## Start

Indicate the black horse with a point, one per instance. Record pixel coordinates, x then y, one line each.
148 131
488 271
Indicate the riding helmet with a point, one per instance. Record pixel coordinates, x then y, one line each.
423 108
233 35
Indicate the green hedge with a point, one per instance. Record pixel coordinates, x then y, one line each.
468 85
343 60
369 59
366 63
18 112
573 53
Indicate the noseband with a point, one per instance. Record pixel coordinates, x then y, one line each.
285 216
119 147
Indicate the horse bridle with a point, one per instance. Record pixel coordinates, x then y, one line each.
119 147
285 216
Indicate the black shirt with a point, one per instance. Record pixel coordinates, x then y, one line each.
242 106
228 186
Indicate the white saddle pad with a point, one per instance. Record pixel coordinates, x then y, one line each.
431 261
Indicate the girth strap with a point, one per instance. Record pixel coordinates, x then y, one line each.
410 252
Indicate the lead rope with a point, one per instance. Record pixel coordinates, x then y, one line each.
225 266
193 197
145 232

## End

Write out all of the material above again, replacing "Indicate" with "Mark" everywhere it appears and leaving everything else as it is.

__Problem solution__.
Mark the black horse with a point, one per instance. Record pixel coordinates, x then y, one line each.
148 131
488 271
Mark the riding helmet with a point, one per instance. Record pixel coordinates, x then y, one line each.
423 108
233 35
Mark the green hedge with a point, one per instance. Record pixel coordinates, x then y, one line each.
468 85
343 60
369 59
366 63
18 112
573 53
Mark the noseband with a point, one per instance. Record pixel coordinates, x then y, one line each.
285 216
119 147
Mark the horse bridle with a point, one per instance. Record pixel coordinates, x then y, one line each.
119 147
285 216
Mark the black shirt with a point, one per instance. Record pixel coordinates, x then y, one line each.
242 106
228 186
Mark the white saddle pad with a point, one per instance. Record pixel coordinates, x then y, one line each.
431 261
Mark the girth strap with a point, one per instance. Record pixel coordinates, x then y, one line each.
410 252
Mark the lead rope with a point, one per instance. Record pixel coordinates, x then y, one line each.
225 266
193 197
145 232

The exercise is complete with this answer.